EXTRACT PROVIDED:
★ ★ ★ ★
2 Peter 2:21 – 21 For it would have been better for them not to have known the way of righteousness than, after knowing it, to turn back from the holy command delivered to them.
The “holy command” means the whole Christian message, sent from God, delivered through the Scriptures and by the teaching of the apostles. Again, note that we are under a law. It is the law of love, but these are commands. Jesus puts demands on your life. He demands surrender. He demands devotion. He demands obedience.
2 Peter 2:22 – 22 It has happened to them according to the true proverb: A dog returns to its own vomit, and, “A washed sow returns to wallowing in the mud.”
To us, dogs are beloved companions. Not so in this time. They were despised creatures.[22] Even today, some of you have dogs who eat from the litter box. We see dogs lap up vomit. It’s horrible.
But that’s what was happening on the spiritual level. It wasn’t enlightenment. It was swill. So what are we drinking? Is it swill milk? If so, the result is going to be waste and barrenness and death.
For anyone still worrying that they might, through mistakes or distraction, lose or forfeit their salvation, consider the illustration Peter used. Dogs and pigs were unclean animals. And at the end of the proverb, the dogs were still dogs, the pigs were still pigs. In other words, they may have cleaned off the sow, and put some lipstick on her, but her nature wasn’t changed.[23] They were never transformed. It doesn’t say the dog became a lamb then turned back into a dog.
We can go back to the examples of Lot and Balaam. Both had issues with greed. But one believed and the other did not. If losing your salvation was possible, Lot would’ve lost his. And yet he is thrice called a righteous man by Peter! Ultimately, he obeyed by faith. That was the difference.
So, how can you be sure you’re a Christian? Well, listen to James:
James 1:25 – 25 But the one who looks intently into the perfect law of freedom and perseveres in it, and is not a forgetful hearer but a doer who works—this person will be blessed in what he does.
★ ★ ★ ★
Return the portion of the commentary on 2 Peter 2 between "2 Peter 2:22" and "vomit. It’s horrible.", inclusive, word for word. Work only from the commentary on 2 Peter 2.

MATERIAL SHOWN:
★ ★ ★ ★
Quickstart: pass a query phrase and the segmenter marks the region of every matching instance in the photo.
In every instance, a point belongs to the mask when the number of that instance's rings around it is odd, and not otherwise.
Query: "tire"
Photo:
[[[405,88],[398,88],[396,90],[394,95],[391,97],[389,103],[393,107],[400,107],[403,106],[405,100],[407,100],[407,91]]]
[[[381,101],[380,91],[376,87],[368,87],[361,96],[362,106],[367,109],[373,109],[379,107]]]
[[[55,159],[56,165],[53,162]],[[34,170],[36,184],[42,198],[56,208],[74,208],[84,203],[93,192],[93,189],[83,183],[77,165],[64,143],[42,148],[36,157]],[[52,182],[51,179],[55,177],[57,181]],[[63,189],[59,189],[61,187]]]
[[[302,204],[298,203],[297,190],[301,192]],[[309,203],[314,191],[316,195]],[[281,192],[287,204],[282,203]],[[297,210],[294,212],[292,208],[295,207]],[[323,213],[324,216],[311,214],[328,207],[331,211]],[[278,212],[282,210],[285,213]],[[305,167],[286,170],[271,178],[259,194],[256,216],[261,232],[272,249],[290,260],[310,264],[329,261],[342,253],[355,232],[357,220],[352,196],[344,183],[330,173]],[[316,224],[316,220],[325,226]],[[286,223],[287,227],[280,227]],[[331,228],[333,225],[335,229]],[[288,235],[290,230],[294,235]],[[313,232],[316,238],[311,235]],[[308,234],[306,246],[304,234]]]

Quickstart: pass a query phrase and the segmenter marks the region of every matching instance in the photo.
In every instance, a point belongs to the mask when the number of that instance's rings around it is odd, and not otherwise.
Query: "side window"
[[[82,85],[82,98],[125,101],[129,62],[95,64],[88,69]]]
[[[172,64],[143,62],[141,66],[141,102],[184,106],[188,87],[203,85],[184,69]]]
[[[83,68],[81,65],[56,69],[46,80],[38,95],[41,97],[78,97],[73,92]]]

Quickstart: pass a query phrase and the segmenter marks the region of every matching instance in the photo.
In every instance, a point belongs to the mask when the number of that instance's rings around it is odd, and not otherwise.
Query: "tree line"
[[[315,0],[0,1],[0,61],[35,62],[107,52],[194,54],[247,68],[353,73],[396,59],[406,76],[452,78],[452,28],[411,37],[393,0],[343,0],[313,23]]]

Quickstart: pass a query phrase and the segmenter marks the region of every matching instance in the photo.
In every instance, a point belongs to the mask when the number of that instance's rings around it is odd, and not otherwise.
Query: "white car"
★ ★ ★ ★
ANSWER IN FULL:
2 Peter 2:22 – 22 It has happened to them according to the true proverb: A dog returns to its own vomit, and, “A washed sow returns to wallowing in the mud.”
To us, dogs are beloved companions. Not so in this time. They were despised creatures.[22] Even today, some of you have dogs who eat from the litter box. We see dogs lap up vomit. It’s horrible.